#### Goal
All lines from the line containing "Practice. Find the banner" up to and including the last line of the listing below should be echoed exactly; no other lines belong in the response.
[Start Data]
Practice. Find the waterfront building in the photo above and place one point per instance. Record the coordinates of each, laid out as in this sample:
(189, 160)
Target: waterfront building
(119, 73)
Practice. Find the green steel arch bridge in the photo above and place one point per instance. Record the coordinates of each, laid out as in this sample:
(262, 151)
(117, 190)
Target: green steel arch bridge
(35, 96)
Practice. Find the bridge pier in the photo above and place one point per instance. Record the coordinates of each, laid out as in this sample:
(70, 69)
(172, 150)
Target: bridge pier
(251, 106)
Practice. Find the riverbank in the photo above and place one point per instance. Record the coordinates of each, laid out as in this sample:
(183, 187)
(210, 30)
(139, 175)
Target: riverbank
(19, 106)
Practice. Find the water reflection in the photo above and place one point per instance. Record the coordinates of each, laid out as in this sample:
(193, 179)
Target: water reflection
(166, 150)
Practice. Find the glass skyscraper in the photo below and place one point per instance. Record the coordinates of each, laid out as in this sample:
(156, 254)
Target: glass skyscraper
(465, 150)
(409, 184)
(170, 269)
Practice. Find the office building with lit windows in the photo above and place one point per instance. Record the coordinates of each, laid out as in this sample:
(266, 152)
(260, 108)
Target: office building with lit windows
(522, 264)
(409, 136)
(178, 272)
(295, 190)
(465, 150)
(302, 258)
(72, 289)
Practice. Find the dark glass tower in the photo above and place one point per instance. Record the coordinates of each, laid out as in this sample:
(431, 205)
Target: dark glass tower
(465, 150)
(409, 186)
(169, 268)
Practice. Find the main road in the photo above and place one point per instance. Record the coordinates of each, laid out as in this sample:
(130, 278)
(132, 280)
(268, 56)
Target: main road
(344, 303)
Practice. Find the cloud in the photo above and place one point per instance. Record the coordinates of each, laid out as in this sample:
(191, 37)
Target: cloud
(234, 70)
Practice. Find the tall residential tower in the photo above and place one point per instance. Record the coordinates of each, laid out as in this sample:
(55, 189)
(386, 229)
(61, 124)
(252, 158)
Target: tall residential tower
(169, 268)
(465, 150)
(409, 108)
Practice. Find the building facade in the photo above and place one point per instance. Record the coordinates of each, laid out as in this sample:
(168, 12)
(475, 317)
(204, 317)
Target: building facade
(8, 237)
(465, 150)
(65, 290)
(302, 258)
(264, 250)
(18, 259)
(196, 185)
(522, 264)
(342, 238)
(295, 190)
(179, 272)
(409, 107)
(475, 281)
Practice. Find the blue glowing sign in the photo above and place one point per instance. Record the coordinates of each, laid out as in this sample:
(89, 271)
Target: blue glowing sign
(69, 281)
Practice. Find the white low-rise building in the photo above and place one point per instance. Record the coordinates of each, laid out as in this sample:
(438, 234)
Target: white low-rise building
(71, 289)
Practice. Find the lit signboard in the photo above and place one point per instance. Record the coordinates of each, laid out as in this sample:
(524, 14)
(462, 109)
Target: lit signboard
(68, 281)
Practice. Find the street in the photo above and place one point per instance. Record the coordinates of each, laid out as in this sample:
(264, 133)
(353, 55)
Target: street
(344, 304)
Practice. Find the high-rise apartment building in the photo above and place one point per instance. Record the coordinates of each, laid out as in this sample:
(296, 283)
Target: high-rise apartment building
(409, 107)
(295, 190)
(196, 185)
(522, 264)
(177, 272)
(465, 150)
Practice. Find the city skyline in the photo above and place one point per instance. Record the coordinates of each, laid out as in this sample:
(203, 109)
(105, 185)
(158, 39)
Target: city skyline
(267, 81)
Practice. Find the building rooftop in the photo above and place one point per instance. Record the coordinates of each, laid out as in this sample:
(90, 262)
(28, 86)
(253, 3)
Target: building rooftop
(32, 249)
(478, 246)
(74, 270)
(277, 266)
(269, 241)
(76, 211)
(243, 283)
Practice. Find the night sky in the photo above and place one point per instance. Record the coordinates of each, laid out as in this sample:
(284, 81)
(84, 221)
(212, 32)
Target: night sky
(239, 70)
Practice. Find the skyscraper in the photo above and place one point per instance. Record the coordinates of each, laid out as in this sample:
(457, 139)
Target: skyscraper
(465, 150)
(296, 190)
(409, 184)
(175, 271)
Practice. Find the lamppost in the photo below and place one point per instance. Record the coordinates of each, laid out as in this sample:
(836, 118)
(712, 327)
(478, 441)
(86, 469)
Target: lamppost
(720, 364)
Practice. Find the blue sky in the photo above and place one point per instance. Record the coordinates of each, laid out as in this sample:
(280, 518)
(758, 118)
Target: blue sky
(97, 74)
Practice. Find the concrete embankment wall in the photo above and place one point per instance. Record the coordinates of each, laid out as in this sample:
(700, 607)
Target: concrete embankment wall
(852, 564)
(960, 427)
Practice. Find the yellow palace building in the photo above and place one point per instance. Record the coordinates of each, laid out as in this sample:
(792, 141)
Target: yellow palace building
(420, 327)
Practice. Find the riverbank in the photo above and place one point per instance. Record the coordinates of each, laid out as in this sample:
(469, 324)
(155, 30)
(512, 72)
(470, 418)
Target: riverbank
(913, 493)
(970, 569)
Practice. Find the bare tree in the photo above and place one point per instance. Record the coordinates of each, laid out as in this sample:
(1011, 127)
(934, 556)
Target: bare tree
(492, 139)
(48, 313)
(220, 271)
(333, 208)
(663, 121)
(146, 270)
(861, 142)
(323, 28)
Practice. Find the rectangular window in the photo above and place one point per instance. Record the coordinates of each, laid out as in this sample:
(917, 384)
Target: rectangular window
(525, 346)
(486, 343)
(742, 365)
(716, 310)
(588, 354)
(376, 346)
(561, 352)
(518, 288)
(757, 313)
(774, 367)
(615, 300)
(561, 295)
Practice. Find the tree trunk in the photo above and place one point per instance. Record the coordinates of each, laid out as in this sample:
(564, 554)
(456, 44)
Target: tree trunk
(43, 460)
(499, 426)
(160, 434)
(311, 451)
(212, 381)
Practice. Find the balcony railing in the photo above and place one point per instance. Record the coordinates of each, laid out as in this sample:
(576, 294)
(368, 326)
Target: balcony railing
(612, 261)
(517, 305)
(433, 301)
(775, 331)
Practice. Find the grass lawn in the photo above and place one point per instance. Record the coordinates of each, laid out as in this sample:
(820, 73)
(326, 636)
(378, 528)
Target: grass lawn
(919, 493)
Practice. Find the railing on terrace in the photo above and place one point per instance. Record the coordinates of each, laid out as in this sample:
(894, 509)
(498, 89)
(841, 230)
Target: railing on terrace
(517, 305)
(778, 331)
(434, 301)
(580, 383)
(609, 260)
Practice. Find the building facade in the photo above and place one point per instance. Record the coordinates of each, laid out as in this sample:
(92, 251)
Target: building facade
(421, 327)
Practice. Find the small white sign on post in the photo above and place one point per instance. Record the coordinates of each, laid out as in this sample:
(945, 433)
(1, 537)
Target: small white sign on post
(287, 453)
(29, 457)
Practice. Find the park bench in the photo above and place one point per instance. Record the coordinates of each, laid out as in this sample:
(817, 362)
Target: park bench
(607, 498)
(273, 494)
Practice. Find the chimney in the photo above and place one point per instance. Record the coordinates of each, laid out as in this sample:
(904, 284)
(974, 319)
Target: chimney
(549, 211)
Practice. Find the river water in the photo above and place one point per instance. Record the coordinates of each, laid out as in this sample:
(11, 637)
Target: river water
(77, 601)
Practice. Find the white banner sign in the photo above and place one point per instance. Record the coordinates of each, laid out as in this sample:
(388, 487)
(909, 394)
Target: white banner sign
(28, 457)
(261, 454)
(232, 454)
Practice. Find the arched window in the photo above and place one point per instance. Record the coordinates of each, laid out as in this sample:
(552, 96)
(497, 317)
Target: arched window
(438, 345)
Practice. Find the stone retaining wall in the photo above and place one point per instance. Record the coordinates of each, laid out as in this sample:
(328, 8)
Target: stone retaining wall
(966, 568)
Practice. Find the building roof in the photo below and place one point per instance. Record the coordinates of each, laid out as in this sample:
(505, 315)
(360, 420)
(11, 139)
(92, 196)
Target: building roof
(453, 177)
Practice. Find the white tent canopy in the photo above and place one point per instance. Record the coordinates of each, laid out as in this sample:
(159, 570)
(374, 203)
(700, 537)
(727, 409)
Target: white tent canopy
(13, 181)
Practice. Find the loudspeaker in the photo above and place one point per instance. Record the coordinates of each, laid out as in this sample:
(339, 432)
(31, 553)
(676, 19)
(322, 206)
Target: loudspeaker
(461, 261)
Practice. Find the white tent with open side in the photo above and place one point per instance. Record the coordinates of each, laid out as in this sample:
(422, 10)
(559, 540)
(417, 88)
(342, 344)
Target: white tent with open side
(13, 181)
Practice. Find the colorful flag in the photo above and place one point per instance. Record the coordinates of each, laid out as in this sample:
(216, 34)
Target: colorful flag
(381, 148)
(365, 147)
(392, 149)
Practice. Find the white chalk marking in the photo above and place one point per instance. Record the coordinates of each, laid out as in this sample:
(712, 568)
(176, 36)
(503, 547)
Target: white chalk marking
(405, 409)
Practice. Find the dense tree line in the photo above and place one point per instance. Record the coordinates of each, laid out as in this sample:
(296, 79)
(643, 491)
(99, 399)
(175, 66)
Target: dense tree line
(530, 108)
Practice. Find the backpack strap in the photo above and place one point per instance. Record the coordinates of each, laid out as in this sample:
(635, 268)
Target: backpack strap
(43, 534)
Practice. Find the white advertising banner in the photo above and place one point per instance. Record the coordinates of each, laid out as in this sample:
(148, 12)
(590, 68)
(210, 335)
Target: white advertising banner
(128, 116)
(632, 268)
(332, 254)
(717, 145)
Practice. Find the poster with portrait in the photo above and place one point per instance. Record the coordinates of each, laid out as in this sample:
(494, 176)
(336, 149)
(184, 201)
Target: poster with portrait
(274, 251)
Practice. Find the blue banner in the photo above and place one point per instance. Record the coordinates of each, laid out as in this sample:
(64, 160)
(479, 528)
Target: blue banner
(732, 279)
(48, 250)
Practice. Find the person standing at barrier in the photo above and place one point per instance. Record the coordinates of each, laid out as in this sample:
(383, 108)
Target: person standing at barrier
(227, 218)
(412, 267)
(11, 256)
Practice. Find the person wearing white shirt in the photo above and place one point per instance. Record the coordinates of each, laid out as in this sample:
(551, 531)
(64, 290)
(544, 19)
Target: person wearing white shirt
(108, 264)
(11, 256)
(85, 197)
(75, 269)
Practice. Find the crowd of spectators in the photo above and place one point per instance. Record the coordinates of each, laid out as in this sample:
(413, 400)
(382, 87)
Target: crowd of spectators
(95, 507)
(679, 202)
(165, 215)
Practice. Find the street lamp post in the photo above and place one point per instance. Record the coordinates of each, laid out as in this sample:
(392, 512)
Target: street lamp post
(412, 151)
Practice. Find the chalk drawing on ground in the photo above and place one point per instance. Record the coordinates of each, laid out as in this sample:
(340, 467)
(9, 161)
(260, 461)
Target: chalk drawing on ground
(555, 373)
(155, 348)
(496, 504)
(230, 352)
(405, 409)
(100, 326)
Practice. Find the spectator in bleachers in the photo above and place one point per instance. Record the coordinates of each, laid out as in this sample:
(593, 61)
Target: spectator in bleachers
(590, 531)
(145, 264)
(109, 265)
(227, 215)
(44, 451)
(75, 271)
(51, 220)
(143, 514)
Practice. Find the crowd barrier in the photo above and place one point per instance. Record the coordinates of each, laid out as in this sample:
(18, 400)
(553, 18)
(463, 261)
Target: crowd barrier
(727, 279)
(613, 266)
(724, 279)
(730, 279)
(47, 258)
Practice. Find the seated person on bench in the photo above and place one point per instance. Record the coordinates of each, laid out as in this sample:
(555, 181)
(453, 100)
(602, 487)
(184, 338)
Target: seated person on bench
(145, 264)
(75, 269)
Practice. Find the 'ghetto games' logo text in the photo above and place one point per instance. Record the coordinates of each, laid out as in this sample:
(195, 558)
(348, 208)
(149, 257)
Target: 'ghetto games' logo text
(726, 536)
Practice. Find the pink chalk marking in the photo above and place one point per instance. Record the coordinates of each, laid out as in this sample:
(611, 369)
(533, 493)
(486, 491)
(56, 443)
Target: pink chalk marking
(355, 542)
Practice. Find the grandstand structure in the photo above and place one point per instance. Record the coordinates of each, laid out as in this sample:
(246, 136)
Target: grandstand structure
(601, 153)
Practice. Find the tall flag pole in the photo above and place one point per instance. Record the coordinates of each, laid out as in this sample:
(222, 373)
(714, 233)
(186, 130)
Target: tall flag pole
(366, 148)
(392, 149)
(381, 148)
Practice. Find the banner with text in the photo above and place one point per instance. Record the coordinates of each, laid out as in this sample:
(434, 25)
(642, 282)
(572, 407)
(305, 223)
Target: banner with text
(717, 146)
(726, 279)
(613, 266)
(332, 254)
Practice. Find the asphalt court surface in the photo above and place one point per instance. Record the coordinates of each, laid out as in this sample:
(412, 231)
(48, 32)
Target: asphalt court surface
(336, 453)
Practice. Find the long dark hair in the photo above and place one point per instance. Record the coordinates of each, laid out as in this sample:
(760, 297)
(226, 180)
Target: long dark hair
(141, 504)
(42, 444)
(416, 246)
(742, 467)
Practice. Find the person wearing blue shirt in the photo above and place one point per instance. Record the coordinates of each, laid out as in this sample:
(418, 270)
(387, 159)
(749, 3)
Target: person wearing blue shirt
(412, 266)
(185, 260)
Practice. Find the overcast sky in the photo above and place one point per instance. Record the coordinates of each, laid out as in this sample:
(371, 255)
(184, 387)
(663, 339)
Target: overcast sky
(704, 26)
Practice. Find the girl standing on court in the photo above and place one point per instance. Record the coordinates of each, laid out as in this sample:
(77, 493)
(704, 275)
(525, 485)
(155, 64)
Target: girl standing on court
[End Data]
#### Output for this task
Practice. Find the banner with text in the photo above and place one point per instance. Record the coordinates of each, laid out as in this sample:
(434, 25)
(642, 282)
(572, 407)
(305, 223)
Target: banner with text
(717, 146)
(726, 279)
(613, 266)
(332, 254)
Practice. Find the asphalt court surface in the photo above and place one point per instance. Record the coordinates of each, laid out as in this sample:
(412, 231)
(48, 32)
Target: asphalt court surface
(336, 453)
Practice. Find the long dark hair in the photo above and place one point per instance. Record the coordinates of each, laid out as in this sample:
(760, 297)
(226, 180)
Target: long dark hair
(141, 504)
(42, 444)
(416, 246)
(742, 467)
Practice. Find the person wearing blue shirt in the photo above and place one point per instance. Record the coordinates of each, laid out as in this sample:
(418, 270)
(387, 159)
(749, 3)
Target: person wearing blue shirt
(412, 266)
(185, 260)
Practice. Find the overcast sky in the photo above and place one point per instance. Record the coordinates of each, laid out as in this sample:
(371, 255)
(184, 387)
(663, 339)
Target: overcast sky
(704, 26)
Practice. Find the girl standing on court in the photo above and place one point per instance. Record the coordinates of each, laid out as in this sample:
(77, 493)
(704, 275)
(525, 485)
(155, 64)
Target: girl standing on court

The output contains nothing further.